Work order
Your reply should hold exactly the lines from the one that contains "Where can the fishing" through the end of the data. Repeat them word for word.

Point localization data
'''
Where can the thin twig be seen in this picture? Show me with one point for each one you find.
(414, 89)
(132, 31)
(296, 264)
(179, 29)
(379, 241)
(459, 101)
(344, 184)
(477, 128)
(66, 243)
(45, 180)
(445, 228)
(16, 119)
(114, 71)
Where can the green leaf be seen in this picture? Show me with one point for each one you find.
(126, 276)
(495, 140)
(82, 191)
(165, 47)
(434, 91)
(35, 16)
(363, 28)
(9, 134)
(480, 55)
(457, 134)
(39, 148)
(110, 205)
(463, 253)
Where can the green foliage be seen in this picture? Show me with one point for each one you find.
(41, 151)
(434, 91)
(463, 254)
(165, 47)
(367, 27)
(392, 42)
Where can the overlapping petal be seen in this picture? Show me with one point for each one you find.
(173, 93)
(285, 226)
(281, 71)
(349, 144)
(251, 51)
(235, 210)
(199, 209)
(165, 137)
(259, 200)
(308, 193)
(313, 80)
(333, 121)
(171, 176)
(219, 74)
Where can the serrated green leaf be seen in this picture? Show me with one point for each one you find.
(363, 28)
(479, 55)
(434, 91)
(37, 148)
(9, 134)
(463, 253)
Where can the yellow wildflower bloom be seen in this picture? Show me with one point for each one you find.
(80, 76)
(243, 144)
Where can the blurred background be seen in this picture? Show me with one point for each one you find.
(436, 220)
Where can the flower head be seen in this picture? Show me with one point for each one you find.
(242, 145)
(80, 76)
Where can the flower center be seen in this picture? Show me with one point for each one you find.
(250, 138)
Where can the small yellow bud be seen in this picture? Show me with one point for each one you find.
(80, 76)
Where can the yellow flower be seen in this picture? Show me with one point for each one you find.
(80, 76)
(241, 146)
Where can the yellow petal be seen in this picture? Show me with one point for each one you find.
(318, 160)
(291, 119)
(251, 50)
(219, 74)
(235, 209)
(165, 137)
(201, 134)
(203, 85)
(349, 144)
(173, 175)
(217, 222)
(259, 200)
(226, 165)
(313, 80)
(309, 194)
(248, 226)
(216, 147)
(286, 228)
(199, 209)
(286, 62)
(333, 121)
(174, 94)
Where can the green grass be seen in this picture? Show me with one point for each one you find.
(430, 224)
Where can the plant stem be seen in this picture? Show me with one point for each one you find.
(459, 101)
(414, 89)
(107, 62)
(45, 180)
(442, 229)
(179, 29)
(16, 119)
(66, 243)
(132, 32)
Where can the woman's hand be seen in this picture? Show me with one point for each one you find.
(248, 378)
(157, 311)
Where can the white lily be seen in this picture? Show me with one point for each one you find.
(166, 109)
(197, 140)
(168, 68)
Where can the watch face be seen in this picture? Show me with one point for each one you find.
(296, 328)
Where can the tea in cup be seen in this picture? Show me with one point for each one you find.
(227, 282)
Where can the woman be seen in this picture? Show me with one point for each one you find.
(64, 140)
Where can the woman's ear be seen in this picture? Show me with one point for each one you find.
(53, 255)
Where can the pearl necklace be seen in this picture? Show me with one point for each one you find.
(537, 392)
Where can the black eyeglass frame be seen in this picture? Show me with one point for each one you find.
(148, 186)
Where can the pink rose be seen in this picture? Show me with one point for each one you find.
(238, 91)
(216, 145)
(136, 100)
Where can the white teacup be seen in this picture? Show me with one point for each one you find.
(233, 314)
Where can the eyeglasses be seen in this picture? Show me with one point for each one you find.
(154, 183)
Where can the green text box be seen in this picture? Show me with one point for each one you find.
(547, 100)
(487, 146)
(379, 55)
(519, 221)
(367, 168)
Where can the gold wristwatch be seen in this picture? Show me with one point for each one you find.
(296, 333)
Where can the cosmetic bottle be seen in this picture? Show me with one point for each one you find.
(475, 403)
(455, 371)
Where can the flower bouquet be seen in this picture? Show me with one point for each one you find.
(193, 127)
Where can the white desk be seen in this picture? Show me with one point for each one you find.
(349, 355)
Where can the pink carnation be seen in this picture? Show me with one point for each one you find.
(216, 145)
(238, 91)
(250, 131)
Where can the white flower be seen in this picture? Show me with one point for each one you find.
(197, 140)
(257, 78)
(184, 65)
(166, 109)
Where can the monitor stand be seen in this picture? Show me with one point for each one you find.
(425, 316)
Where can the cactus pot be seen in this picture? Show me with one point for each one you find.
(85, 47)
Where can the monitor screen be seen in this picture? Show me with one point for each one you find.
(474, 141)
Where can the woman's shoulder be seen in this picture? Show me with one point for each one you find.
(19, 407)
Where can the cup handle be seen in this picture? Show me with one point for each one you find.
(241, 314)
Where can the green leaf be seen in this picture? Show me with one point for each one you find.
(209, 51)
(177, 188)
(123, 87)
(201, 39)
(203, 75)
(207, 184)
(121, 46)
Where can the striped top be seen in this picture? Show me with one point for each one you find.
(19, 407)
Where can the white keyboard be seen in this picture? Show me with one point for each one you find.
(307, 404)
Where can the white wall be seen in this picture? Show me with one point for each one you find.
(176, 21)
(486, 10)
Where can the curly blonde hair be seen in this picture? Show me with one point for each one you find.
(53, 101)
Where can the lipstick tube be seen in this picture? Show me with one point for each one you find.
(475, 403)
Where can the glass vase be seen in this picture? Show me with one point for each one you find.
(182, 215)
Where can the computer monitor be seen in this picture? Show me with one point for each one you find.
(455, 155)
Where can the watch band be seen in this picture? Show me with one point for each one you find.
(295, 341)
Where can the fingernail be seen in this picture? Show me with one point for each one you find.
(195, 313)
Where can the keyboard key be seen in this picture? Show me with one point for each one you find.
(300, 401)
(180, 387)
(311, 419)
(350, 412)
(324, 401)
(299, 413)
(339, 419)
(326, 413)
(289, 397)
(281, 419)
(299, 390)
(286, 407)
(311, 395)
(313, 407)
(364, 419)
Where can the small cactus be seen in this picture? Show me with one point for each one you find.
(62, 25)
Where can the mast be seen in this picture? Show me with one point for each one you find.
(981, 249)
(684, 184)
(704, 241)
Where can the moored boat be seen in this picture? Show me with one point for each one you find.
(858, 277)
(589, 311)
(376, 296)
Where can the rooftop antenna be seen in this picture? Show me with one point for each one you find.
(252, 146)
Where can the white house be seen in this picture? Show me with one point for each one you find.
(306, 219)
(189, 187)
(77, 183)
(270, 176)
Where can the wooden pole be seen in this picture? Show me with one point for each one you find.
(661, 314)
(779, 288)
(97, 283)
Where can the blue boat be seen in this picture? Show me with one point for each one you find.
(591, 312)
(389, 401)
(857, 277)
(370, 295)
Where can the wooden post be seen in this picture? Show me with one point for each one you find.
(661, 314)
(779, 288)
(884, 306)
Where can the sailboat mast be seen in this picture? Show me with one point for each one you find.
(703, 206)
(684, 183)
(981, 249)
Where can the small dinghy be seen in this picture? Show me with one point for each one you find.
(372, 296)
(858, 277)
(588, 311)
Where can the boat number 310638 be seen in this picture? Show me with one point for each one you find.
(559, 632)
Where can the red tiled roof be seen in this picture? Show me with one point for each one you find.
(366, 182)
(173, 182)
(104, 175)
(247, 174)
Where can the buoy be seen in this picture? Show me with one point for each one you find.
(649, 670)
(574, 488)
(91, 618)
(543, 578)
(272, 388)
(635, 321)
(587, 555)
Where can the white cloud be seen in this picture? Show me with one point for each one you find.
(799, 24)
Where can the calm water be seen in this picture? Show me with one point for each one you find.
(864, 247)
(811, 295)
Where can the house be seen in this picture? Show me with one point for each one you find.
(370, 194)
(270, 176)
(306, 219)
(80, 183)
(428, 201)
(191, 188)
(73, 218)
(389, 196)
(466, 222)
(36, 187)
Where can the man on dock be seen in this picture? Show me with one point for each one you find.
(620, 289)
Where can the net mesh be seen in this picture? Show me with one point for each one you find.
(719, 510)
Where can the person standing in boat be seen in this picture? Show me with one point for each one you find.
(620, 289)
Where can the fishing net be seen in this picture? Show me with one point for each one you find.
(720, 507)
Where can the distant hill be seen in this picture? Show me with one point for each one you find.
'''
Exercise response
Where can the fishing net be seen in this picture? Show me with one point for each one you find.
(720, 507)
Where can the distant hill be seen in this picture? Show me with one point for each one you find.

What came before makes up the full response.